What to do:
A: Rewrite the part of the hugetlb vmemmap thread that opens with the words containing "On Wed, Feb 07, 2024 at 12:11:25PM" and closes with "changing page tables.", putting "N. Sun" in place of "Nanyong Sun".
B: In the hugetlb vmemmap thread, which function does Nanyong Sun say already holds the init_mm.page_table_lock while the page table is being corrupted?

Text excerpt:
(begin)
Re: [PATCH v3 0/3] A Solution to Re-enable hugetlb vmemmap optimize

From: Mark Rutland
Date: Wed Feb 07 2024 - 07:24:38 EST


On Wed, Feb 07, 2024 at 12:11:25PM +0000, Will Deacon wrote:
> On Wed, Feb 07, 2024 at 11:21:17AM +0000, Matthew Wilcox wrote:
> > On Wed, Feb 07, 2024 at 11:12:52AM +0000, Will Deacon wrote:
> > > On Sat, Jan 27, 2024 at 01:04:15PM +0800, Nanyong Sun wrote:
> > > >
> > > > On 2024/1/26 2:06, Catalin Marinas wrote:
> > > > > On Sat, Jan 13, 2024 at 05:44:33PM +0800, Nanyong Sun wrote:
> > > > > > HVO was previously disabled on arm64 [1] due to the lack of necessary
> > > > > > BBM(break-before-make) logic when changing page tables.
> > > > > > This set of patches fix this by adding necessary BBM sequence when
> > > > > > changing page table, and supporting vmemmap page fault handling to
> > > > > > fixup kernel address translation fault if vmemmap is concurrently accessed.
> > > > > I'm not keen on this approach. I'm not even sure it's safe. In the
> > > > > second patch, you take the init_mm.page_table_lock on the fault path but
> > > > > are we sure this is unlocked when the fault was taken?
> > > > I think this situation is impossible. In the implementation of the second
> > > > patch, when the page table is being corrupted
> > > > (the time window when a page fault may occur), vmemmap_update_pte() already
> > > > holds the init_mm.page_table_lock,
> > > > and unlock it until page table update is done.Another thread could not hold
> > > > the init_mm.page_table_lock and
> > > > also trigger a page fault at the same time.
> > > > If I have missed any points in my thinking, please correct me. Thank you.
(end)
Stored entries:
(begin)
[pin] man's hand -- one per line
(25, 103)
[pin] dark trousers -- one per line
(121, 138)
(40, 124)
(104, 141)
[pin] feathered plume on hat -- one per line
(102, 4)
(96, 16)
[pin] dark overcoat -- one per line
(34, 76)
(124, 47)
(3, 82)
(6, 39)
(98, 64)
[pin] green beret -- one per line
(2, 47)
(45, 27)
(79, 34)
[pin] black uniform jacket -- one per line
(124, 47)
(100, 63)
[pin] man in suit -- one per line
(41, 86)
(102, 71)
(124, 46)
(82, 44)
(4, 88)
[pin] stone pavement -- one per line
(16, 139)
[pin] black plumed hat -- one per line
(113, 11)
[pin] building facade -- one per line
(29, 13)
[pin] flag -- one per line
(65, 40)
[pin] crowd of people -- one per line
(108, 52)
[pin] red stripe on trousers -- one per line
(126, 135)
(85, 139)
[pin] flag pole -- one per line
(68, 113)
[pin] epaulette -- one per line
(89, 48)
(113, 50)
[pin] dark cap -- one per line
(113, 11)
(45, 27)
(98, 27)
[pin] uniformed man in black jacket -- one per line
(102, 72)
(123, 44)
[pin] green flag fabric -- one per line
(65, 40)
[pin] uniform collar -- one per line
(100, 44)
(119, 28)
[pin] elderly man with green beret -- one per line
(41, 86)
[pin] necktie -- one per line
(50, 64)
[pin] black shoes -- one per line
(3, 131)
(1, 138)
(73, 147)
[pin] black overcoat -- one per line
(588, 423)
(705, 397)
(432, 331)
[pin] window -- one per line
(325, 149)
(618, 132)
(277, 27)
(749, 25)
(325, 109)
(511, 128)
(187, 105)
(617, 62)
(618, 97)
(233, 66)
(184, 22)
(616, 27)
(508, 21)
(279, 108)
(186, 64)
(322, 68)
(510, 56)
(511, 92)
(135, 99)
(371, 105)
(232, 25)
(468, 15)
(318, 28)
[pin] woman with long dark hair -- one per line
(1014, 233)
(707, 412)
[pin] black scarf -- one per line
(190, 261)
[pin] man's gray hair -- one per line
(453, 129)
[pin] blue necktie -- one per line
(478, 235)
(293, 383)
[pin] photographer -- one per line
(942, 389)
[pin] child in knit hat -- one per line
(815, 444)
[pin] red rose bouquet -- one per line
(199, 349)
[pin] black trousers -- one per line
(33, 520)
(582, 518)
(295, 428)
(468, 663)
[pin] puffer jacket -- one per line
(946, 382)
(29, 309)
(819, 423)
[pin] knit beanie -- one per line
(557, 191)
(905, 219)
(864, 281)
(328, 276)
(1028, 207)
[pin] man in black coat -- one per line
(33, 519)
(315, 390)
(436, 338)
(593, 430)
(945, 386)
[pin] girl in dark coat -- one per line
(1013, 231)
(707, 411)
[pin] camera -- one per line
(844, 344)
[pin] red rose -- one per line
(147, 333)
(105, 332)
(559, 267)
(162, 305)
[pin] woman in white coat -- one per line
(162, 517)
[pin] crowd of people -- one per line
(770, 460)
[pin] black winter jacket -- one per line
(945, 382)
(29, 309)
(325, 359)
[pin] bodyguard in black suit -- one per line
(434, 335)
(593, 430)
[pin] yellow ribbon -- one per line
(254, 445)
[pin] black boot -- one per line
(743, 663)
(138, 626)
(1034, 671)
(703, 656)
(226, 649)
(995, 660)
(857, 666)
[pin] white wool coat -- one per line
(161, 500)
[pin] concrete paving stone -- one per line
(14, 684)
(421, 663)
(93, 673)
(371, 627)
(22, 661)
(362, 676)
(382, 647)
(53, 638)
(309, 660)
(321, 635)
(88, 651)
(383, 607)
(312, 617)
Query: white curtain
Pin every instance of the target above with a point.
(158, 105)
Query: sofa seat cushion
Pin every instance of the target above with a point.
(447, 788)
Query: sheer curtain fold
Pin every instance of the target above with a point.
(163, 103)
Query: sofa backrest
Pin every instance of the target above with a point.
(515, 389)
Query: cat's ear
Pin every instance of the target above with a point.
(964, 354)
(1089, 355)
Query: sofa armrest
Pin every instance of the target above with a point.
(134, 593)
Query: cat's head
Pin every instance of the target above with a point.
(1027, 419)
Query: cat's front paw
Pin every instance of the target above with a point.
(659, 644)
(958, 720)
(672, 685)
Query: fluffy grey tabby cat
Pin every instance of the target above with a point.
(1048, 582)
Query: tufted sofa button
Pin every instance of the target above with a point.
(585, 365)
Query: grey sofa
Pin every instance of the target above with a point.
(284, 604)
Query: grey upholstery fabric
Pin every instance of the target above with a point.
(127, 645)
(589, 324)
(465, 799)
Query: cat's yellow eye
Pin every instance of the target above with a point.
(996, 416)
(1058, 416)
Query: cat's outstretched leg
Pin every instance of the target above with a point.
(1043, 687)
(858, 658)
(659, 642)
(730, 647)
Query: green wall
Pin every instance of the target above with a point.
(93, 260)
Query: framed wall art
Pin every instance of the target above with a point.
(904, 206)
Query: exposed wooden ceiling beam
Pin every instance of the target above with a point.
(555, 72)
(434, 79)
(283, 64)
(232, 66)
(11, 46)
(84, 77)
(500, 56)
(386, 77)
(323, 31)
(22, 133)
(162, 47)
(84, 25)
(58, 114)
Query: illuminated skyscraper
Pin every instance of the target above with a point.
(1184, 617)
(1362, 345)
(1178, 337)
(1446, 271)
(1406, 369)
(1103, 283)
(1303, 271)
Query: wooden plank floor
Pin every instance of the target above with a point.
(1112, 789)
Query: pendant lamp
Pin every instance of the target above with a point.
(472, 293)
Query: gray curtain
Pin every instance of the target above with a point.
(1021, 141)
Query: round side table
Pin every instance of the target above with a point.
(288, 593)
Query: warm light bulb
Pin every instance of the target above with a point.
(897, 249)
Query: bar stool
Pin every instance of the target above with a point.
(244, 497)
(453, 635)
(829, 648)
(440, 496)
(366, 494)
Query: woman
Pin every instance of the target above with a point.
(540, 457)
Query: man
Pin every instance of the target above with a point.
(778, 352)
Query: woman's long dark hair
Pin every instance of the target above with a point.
(end)
Problem solutions:
A:
On Wed, Feb 07, 2024 at 12:11:25PM +0000, Will Deacon wrote:
> On Wed, Feb 07, 2024 at 11:21:17AM +0000, Matthew Wilcox wrote:
> > On Wed, Feb 07, 2024 at 11:12:52AM +0000, Will Deacon wrote:
> > > On Sat, Jan 27, 2024 at 01:04:15PM +0800, N. Sun wrote:
> > > >
> > > > On 2024/1/26 2:06, Catalin Marinas wrote:
> > > > > On Sat, Jan 13, 2024 at 05:44:33PM +0800, N. Sun wrote:
> > > > > > HVO was previously disabled on arm64 [1] due to the lack of necessary
> > > > > > BBM(break-before-make) logic when changing page tables.

B: vmemmap_update_pte()